# WORK REQUIRED:
Output the full material exactly as it appears here.

Collection entries:

■ ■ ■ ■ ■

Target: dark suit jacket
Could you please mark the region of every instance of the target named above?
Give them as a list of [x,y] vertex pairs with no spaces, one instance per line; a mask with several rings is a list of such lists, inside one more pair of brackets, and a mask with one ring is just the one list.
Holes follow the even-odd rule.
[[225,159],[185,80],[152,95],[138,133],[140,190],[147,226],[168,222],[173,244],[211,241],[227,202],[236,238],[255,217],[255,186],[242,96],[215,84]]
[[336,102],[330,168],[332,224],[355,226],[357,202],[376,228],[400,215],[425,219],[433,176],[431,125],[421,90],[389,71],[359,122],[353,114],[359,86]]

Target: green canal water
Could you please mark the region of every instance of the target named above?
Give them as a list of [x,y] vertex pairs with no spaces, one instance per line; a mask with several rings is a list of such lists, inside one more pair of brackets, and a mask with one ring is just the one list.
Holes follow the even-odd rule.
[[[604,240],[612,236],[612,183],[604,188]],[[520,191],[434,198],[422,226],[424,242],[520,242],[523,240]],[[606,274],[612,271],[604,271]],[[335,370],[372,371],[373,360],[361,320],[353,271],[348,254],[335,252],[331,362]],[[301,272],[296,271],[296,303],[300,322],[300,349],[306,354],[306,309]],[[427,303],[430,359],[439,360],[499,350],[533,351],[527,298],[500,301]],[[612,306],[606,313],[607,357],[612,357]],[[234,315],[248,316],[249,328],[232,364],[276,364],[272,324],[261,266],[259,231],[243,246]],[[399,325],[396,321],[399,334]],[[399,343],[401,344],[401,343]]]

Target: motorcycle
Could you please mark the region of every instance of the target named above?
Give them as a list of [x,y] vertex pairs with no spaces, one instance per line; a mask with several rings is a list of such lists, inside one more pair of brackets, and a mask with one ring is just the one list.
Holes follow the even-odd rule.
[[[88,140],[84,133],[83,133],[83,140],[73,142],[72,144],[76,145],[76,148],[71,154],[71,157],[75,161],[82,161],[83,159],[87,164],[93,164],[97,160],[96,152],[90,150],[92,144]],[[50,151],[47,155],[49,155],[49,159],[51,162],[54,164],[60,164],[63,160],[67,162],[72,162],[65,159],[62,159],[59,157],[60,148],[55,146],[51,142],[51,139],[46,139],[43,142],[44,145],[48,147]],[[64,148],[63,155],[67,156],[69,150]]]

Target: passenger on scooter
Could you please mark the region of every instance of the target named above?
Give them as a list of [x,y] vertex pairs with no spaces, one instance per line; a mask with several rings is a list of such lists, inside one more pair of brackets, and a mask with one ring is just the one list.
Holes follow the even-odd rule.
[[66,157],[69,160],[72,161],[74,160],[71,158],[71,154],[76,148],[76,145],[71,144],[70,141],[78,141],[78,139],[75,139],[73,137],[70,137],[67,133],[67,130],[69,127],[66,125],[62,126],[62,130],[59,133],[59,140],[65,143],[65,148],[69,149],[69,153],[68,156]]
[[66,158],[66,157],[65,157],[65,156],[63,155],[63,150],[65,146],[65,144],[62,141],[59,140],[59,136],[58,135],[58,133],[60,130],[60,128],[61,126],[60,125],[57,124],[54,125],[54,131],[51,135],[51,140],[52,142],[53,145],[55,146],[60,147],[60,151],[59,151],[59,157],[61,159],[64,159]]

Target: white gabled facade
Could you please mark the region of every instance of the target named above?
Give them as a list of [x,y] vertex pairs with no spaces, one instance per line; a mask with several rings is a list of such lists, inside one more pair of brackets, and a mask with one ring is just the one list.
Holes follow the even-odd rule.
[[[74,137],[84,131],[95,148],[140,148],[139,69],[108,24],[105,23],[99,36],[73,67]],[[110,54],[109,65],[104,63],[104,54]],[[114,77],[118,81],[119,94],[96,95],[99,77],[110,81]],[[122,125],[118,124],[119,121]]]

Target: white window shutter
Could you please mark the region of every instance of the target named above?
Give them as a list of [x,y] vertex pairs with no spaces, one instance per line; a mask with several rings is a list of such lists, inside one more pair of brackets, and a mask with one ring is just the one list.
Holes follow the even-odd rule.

■ ■ ■ ■ ■

# RESPONSE TO THE TASK:
Target: dark suit jacket
Could you please mark the region of every instance of the target named above?
Give them as a list of [x,y] vertex pairs with no spaces, one instance per line; a mask with several rings is a list of such lists, inside one more pair of brackets, and a mask with one ring is just the one list.
Holes follow the even-odd rule.
[[225,159],[185,80],[152,95],[138,133],[140,190],[147,226],[168,222],[173,244],[211,241],[227,202],[236,238],[255,217],[255,186],[242,96],[215,84]]
[[336,102],[330,168],[332,224],[355,226],[357,202],[376,228],[400,215],[425,219],[433,176],[431,125],[421,90],[389,71],[359,122],[353,114],[359,86]]

Target: green canal water
Could you please mark the region of every instance of the target named above?
Give them as a list of [x,y] vertex pairs with no spaces, one instance per line; a mask with several rings is a list of such lists, inside one more pair of brackets, and a mask with one ring is just the one list.
Holes follow the even-odd rule.
[[[604,240],[612,236],[612,183],[604,188]],[[520,191],[434,198],[422,226],[424,242],[520,242],[523,240]],[[606,274],[612,271],[604,271]],[[335,370],[372,371],[373,360],[361,320],[353,271],[348,254],[335,252],[331,362]],[[301,272],[296,271],[296,303],[300,322],[300,349],[306,354],[306,309]],[[427,303],[430,359],[439,360],[499,350],[533,351],[527,298],[500,301]],[[612,306],[606,313],[607,357],[612,357]],[[234,315],[248,316],[249,328],[232,364],[276,364],[272,324],[261,266],[259,231],[243,246]],[[399,325],[396,321],[399,334]],[[399,343],[401,344],[401,343]]]

Target: motorcycle
Could you please mark the region of every instance of the target named above?
Give them as a list of [x,y] vertex pairs with no spaces, one instance per line; a mask with several rings is a list of such lists, inside one more pair of brackets, and a mask with one ring is just the one list.
Holes follow the even-odd rule.
[[[88,140],[84,133],[83,133],[83,140],[73,142],[72,144],[76,145],[76,148],[71,154],[71,157],[75,161],[82,161],[83,159],[87,164],[93,164],[97,160],[96,152],[90,150],[92,144]],[[50,151],[47,155],[49,155],[49,159],[51,162],[54,164],[60,164],[63,160],[67,162],[72,162],[65,159],[62,159],[59,157],[60,148],[55,146],[51,142],[51,139],[46,139],[43,142],[44,145],[48,147]],[[64,148],[63,155],[67,156],[69,150]]]

Target: passenger on scooter
Could you please mark the region of every instance of the target named above?
Give them as a list of [x,y] vertex pairs with no spaces, one instance per line; a mask with several rings is a list of such lists, inside one more pair of brackets, and a mask with one ring is just the one list.
Holes follow the even-odd rule.
[[66,157],[69,160],[72,161],[74,160],[71,158],[71,154],[76,148],[76,145],[71,144],[70,141],[78,141],[78,139],[75,139],[73,137],[70,137],[67,133],[67,130],[69,127],[66,125],[62,126],[62,130],[59,133],[59,140],[65,143],[65,148],[69,149],[69,153],[68,156]]
[[66,158],[66,157],[65,157],[65,156],[63,155],[63,150],[65,146],[65,144],[62,141],[59,140],[59,136],[58,135],[58,133],[60,130],[60,128],[61,126],[60,125],[57,124],[54,125],[54,131],[51,135],[51,140],[52,142],[53,145],[55,146],[60,147],[60,151],[59,151],[59,157],[61,159],[64,159]]

Target: white gabled facade
Could you please mark the region of every instance of the target named above?
Give them as a list of [x,y] vertex pairs with no spaces, one instance per line; a mask with several rings is a list of such lists, inside one more pair of brackets, and a mask with one ring is just the one list.
Holes follow the even-odd rule.
[[[74,137],[84,131],[95,148],[140,148],[139,69],[108,24],[105,23],[99,36],[73,67]],[[110,54],[109,65],[104,63],[104,54]],[[114,77],[118,81],[119,94],[96,95],[99,77],[110,81]],[[122,125],[118,124],[119,121]]]

Target: white window shutter
Could you please mark the region of every instance of the target named above?
Give them as a list of [x,y] vertex pairs with no spaces, one instance per line; a mask with several rings is a list of such lists, inside one more pair of brackets, and a mask with one ring is just the one list.
Holes follow the even-odd rule.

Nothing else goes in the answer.